• **Records supplied**

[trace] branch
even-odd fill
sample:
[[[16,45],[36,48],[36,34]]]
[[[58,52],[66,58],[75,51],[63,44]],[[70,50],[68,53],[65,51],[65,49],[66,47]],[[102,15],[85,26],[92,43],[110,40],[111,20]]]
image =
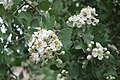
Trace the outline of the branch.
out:
[[[28,4],[31,8],[33,8],[39,16],[42,16],[42,14],[39,12],[39,10],[37,8],[35,8],[33,5],[31,5],[29,2],[27,2],[26,0],[23,0],[26,4]]]
[[[12,72],[10,66],[9,65],[6,65],[6,66],[8,67],[7,69],[10,72],[10,74],[12,74],[15,77],[15,79],[18,80],[18,77]]]
[[[25,4],[26,4],[26,3],[23,3],[23,4],[13,13],[13,15],[14,15],[16,12],[18,12],[18,10],[20,10]]]

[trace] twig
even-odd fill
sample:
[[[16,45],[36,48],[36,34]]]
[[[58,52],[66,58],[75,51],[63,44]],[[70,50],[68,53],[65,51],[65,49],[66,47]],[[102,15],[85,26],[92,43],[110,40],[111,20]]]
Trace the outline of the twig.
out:
[[[18,12],[18,10],[20,10],[25,4],[26,4],[26,3],[23,3],[23,4],[13,13],[13,15],[14,15],[16,12]]]
[[[29,2],[27,2],[26,0],[23,0],[26,4],[28,4],[31,8],[33,8],[39,16],[42,16],[42,14],[39,12],[39,10],[37,8],[35,8],[33,5],[31,5]]]
[[[10,66],[9,65],[6,65],[6,66],[8,67],[7,69],[10,72],[10,74],[12,74],[15,77],[15,79],[18,80],[18,77],[12,72]]]

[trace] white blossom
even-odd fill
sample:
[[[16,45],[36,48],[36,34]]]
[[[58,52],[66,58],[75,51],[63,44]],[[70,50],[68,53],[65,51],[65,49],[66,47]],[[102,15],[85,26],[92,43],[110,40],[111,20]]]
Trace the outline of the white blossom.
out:
[[[92,55],[87,56],[87,60],[90,60],[92,58]]]
[[[7,41],[9,41],[9,42],[12,42],[12,34],[10,34],[9,36],[8,36],[8,39],[7,39]]]
[[[95,8],[88,6],[83,8],[80,14],[69,17],[67,23],[73,22],[73,26],[77,26],[78,28],[83,27],[85,24],[95,26],[99,22],[96,16],[98,14],[96,14]]]
[[[88,48],[89,47],[90,47],[90,45],[88,45]],[[87,51],[88,51],[88,48],[87,48]],[[96,42],[95,48],[91,48],[91,50],[88,52],[91,52],[91,54],[94,58],[98,58],[98,60],[102,60],[104,57],[109,58],[110,52],[106,51],[106,50],[107,50],[107,48],[102,47],[102,45],[99,42]],[[87,59],[88,58],[89,58],[89,55],[87,56]]]
[[[39,54],[39,56],[37,57],[40,60],[45,61],[48,59],[52,59],[55,56],[55,54],[53,53],[56,53],[61,49],[62,43],[55,32],[53,32],[52,30],[39,28],[39,31],[32,34],[32,38],[28,43],[28,47],[28,51],[30,53]]]

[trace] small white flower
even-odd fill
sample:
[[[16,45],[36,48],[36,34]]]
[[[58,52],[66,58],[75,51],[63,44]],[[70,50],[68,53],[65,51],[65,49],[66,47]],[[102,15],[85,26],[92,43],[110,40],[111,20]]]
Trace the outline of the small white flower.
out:
[[[47,62],[48,59],[54,58],[57,53],[56,51],[61,49],[62,43],[52,30],[40,28],[38,28],[38,30],[39,31],[32,34],[32,38],[28,43],[28,51],[39,54],[39,59],[44,63]]]
[[[1,32],[2,32],[2,33],[6,33],[7,29],[5,28],[5,25],[4,25],[4,24],[3,24],[2,27],[0,27],[0,28],[1,28]]]
[[[109,54],[110,54],[110,51],[107,51],[107,52],[106,52],[106,54],[108,54],[108,55],[109,55]]]
[[[12,38],[12,34],[10,34],[10,35],[8,36],[7,41],[12,42],[11,38]]]
[[[98,56],[98,49],[97,48],[93,49],[92,55],[93,55],[93,57],[97,57]]]
[[[94,42],[93,42],[93,41],[91,41],[90,43],[91,43],[91,44],[94,44]]]
[[[87,20],[87,18],[90,18],[91,17],[91,7],[86,7],[86,8],[83,8],[80,12],[80,16],[82,16],[84,18],[84,20]]]
[[[102,47],[100,43],[96,42],[96,47]]]
[[[92,48],[92,44],[88,44],[88,47],[89,47],[89,48]]]
[[[90,60],[92,58],[92,55],[87,56],[87,60]]]
[[[56,39],[50,44],[50,48],[53,49],[53,51],[60,50],[62,46],[62,43]]]
[[[36,63],[40,60],[38,53],[32,53],[30,58],[32,61],[35,61]]]

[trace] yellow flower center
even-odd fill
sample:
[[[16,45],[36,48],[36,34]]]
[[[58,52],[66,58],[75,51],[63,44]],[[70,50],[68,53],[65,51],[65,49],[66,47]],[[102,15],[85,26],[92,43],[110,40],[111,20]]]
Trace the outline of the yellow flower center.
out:
[[[57,45],[59,45],[59,42],[58,42],[58,41],[55,41],[54,44],[57,46]]]
[[[87,16],[87,13],[86,13],[86,12],[83,12],[83,16],[85,16],[85,17],[86,17],[86,16]]]
[[[98,55],[102,55],[102,51],[99,50],[99,51],[98,51]]]
[[[41,47],[42,46],[42,42],[38,42],[38,47]]]

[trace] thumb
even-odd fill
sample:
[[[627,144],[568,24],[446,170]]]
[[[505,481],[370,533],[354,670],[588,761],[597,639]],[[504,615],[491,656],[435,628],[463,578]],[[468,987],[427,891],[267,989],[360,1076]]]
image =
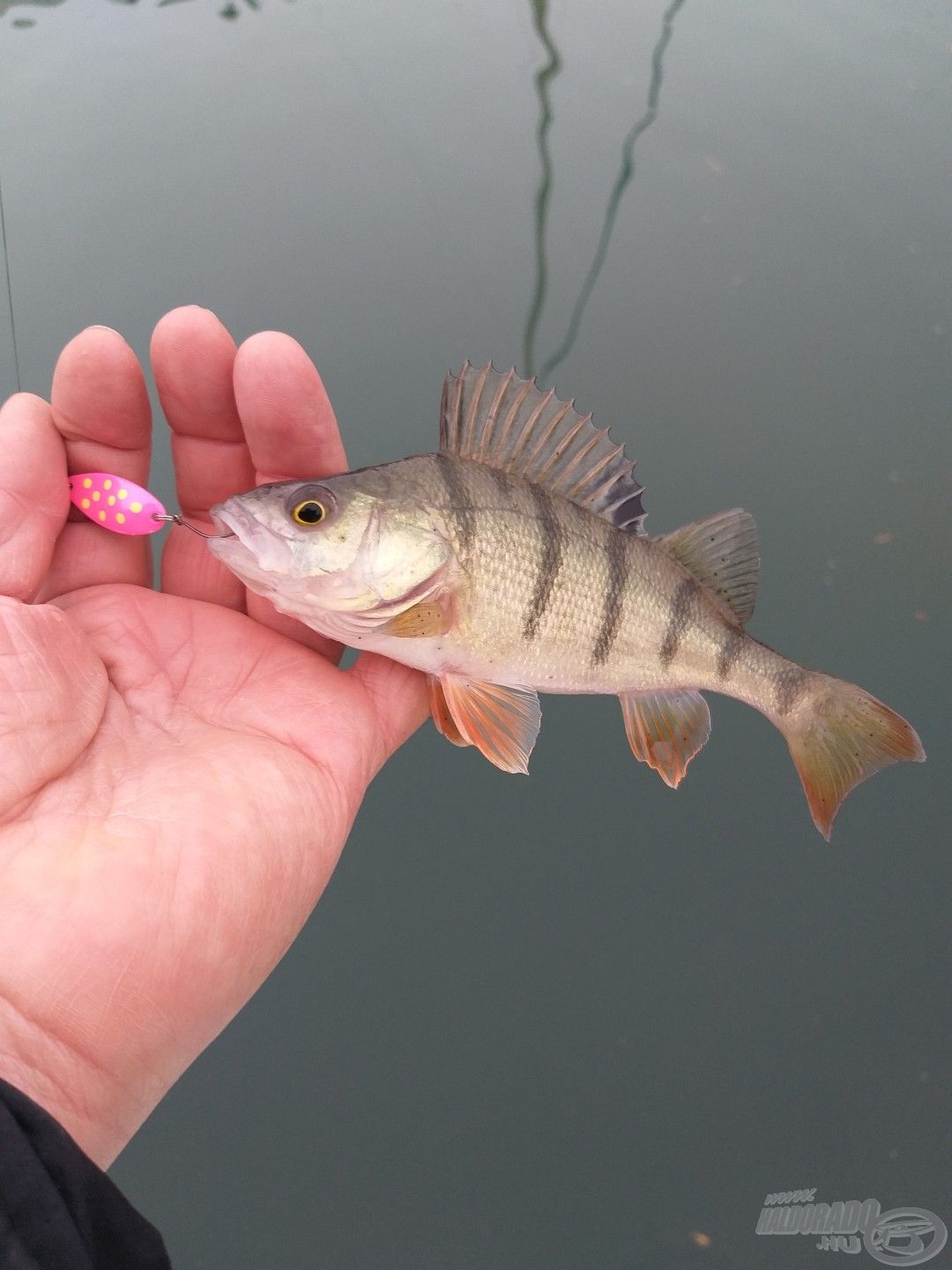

• **What the task asks**
Resize the records starting at the line that contains "[trace] yellow flower center" and ending at the end of the records. Reproduce every one of those lines, but multiply each polygon coordinate in the answers by 2, rounding to whole numbers with halves rounded up. Leave the sample coordinates unchanged and leave the pictures out.

• **Task output**
[trace] yellow flower center
even-odd fill
sample:
[[[16,45],[36,48],[36,34]]]
[[[58,52],[66,58],[75,51],[63,44]],[[70,50],[68,53],[65,51],[65,49],[66,47]],[[102,15],[85,26],[92,43],[110,40],[111,20]]]
Trace the outline of the yellow flower center.
out:
[[[114,90],[118,90],[118,84],[116,84],[116,82],[110,82],[108,88],[114,92]]]
[[[174,32],[174,26],[172,26],[172,24],[166,24],[166,32],[170,32],[170,34],[172,34],[172,32]]]
[[[196,110],[204,110],[204,102],[198,100],[198,102],[196,102]]]
[[[82,94],[84,92],[84,84],[76,84],[76,94]]]

[trace] thumb
even-odd fill
sample:
[[[627,144],[568,24],[446,170]]]
[[[505,481],[370,533],[354,670],[588,761],[597,639]],[[504,615],[491,656],[435,628],[463,578]],[[468,987],[427,891],[267,989],[360,1076]]]
image =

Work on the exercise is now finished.